**QUOTED TEXT**
The vast majority of personality tests use Likert scales. You read a statement — "I enjoy being the centre of attention" — and rate your agreement from 1 (strongly disagree) to 5 (strongly agree). This format is intuitive, quick, and has accumulated decades of psychometric research behind it.
It also has a well-known problem: it is easy to game. More than that, even people who are genuinely trying to be honest tend to respond in systematically biased ways. Forced-choice personality assessment is an alternative format designed to address these problems. Understanding what it is, how it works, and why it produces more accurate data is essential for evaluating any personality instrument — including Cèrcol's Witness tool.
Why Traditional Likert-Scale Personality Tests Have a Bias Problem
Likert-scale personality tests dominate both research and applied assessment. The Big Five Inventory, the NEO-PI-R, the IPIP scales, and hundreds of proprietary instruments all use variations of the same format: rate yourself on a set of statements from "disagree" to "agree."

**DATA EXTRACT**
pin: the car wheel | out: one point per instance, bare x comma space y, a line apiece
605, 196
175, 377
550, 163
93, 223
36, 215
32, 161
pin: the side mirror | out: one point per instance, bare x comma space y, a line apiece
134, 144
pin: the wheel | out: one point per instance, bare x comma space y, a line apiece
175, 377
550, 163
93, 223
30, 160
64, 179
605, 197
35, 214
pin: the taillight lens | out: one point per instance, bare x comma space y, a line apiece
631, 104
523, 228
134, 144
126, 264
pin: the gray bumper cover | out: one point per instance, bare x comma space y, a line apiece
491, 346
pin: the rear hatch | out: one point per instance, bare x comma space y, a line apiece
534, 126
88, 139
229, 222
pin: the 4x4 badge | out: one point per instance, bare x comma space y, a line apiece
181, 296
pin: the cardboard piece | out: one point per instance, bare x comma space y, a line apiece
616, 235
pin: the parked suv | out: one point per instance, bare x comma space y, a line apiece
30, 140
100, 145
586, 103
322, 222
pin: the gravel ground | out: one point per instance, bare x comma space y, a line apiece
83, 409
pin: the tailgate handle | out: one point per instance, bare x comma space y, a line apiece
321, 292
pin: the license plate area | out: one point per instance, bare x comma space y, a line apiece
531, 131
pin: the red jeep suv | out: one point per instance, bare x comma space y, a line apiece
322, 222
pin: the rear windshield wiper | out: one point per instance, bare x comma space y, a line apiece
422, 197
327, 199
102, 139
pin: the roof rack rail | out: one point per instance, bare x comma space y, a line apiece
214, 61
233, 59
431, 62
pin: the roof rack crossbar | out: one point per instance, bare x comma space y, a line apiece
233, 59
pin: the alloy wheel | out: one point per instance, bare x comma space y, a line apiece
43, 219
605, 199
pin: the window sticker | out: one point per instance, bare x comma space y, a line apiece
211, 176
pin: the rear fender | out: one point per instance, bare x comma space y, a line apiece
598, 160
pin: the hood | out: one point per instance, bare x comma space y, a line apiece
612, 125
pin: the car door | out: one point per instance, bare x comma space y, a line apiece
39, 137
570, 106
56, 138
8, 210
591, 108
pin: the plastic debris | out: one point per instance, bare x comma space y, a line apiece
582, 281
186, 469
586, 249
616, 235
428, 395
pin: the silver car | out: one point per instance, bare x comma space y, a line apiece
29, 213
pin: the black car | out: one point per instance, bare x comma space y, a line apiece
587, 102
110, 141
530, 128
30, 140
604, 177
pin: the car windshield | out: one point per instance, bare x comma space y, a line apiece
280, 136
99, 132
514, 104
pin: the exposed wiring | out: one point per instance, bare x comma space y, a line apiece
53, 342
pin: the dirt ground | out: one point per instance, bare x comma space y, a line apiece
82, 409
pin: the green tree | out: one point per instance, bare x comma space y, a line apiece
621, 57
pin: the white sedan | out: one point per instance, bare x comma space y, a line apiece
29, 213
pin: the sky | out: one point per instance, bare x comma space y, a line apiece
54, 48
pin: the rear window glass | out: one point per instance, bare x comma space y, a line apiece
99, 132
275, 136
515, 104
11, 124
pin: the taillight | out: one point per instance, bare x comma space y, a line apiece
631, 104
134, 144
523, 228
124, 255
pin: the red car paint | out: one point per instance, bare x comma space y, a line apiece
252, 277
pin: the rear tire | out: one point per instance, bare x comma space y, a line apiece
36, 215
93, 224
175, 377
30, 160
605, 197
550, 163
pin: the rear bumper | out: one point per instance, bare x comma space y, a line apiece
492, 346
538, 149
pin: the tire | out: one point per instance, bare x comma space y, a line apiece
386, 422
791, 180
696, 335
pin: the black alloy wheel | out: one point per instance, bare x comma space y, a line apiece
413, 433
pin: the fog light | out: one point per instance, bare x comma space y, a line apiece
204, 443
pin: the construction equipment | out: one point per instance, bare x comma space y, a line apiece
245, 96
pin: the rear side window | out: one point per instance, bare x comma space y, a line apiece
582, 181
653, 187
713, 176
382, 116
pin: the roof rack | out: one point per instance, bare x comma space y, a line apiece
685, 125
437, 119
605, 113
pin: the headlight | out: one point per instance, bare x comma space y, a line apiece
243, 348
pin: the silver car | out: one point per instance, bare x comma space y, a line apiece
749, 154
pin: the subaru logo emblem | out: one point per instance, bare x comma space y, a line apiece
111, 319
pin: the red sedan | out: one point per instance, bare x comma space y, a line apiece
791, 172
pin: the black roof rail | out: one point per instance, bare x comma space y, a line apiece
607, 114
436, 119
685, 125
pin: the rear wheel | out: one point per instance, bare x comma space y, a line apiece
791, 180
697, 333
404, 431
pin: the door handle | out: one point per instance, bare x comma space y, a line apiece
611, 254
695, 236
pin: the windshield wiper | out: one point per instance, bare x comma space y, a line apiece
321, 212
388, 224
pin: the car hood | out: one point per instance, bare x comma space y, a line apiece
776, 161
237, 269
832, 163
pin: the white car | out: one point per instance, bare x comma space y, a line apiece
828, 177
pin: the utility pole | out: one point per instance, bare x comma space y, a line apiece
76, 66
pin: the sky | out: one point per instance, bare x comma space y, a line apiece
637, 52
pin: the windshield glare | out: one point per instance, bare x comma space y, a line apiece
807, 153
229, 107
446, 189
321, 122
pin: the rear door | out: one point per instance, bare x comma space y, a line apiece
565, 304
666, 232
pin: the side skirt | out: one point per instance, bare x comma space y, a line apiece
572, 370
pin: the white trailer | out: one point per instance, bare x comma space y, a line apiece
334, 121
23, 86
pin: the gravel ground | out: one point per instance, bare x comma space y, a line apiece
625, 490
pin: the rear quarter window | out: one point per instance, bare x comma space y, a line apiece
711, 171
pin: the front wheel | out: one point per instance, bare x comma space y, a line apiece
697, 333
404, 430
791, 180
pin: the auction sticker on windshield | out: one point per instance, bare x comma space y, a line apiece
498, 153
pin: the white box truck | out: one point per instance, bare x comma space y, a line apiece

**TASKS**
(a) Find every row that contains the string "wiper" and copy each of those rows in full.
(b) Write the next part of the passage on forced-choice personality assessment, starting after its final sentence.

**EXPECTED RESULTS**
(a)
pin: the rear windshield wiper | out: one point per instance, bare x comma space y, a line apiece
pin: the windshield wiper | out: one point per instance, bare x comma space y, a line apiece

(b)
The strengths of this format are real. It is intuitive for respondents, easy to score, and produces normative data — meaning scores can be compared across individuals on an absolute scale. A score of 4.2 on Conscientiousness is directly comparable across different people who took the same test.
But Likert scales have two structural weaknesses that cannot be fully addressed through careful item writing or instructions to "answer honestly."
The first is acquiescence bias: the tendency to agree rather than disagree, regardless of content. Across cultures and populations, people tend to endorse statements at rates higher than chance — saying "agree" is the path of least resistance. This inflates all trait scores uniformly.
The second is social desirability bias: the tendency to endorse statements that present a favourable self-image. When the socially valued answer is obvious (and on most personality items it is), motivated self-presenters can maximise their scores on valued dimensions without any constraint. For a full explanation of how much this distorts Big Five profiles, see social desirability bias in personality tests.
These two biases combine to produce scores that are a mixture of genuine trait levels and response style — and that mixture is difficult to disentangle after the fact. For teams wondering whether their DISC or 16Personalities scores are inflated by this effect, the answer is almost certainly yes. See DISC vs Big Five: why four styles aren't enough for a broader discussion of what gets lost when measurement design does not address bias.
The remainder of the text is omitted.